November 23, 2010 11:01
North Korea's unveiling of a uranium enrichment facility to a U.S. expert "may be a ploy designed to threaten the international community," according to a senior North Korean defector who was involved in the North's nuclear and missile development programs.
The North showed what it said was a large uranium enrichment facility to Siegfried Hecker, a nuclear expert and co-director of the Center for International Security and Cooperation at Stanford University.
"If Pyongyang had really succeeded in making highly enriched uranium and producing nuclear weapons, it would have hidden it rather than making it public," the defector said Monday. He interpreted the unveiling as a ploy to get the North out of dire straits caused by a botched currency reform late last year and an exhausted treasury due to the expensive power transfer to leader Kim Jong-il's son. The North is getting desperate and trying to win concessions from the international community by ratcheting up the nuclear threat, he said.

◆ **Problems and tasks**
• a. Rewrite the North Korea article from "November 23, 2010" up to and including "at Stanford University.", replacing "uranium enrichment facility" with "enrichment plant".
• b. In the North Korea article, what does the defector say Pyongyang would have done if it had really succeeded in producing nuclear weapons?
The lines that come next have no connection to the North Korea article.

◆ **Input data**
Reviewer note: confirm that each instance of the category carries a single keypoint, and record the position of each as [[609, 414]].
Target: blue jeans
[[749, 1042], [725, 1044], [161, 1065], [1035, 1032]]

◆ **Task solutions**
• a.
November 23, 2010 11:01
North Korea's unveiling of a enrichment plant to a U.S. expert "may be a ploy designed to threaten the international community," according to a senior North Korean defector who was involved in the North's nuclear and missile development programs.
The North showed what it said was a large enrichment plant to Siegfried Hecker, a nuclear expert and co-director of the Center for International Security and Cooperation at Stanford University.

• b. It would have hidden it rather than making it public.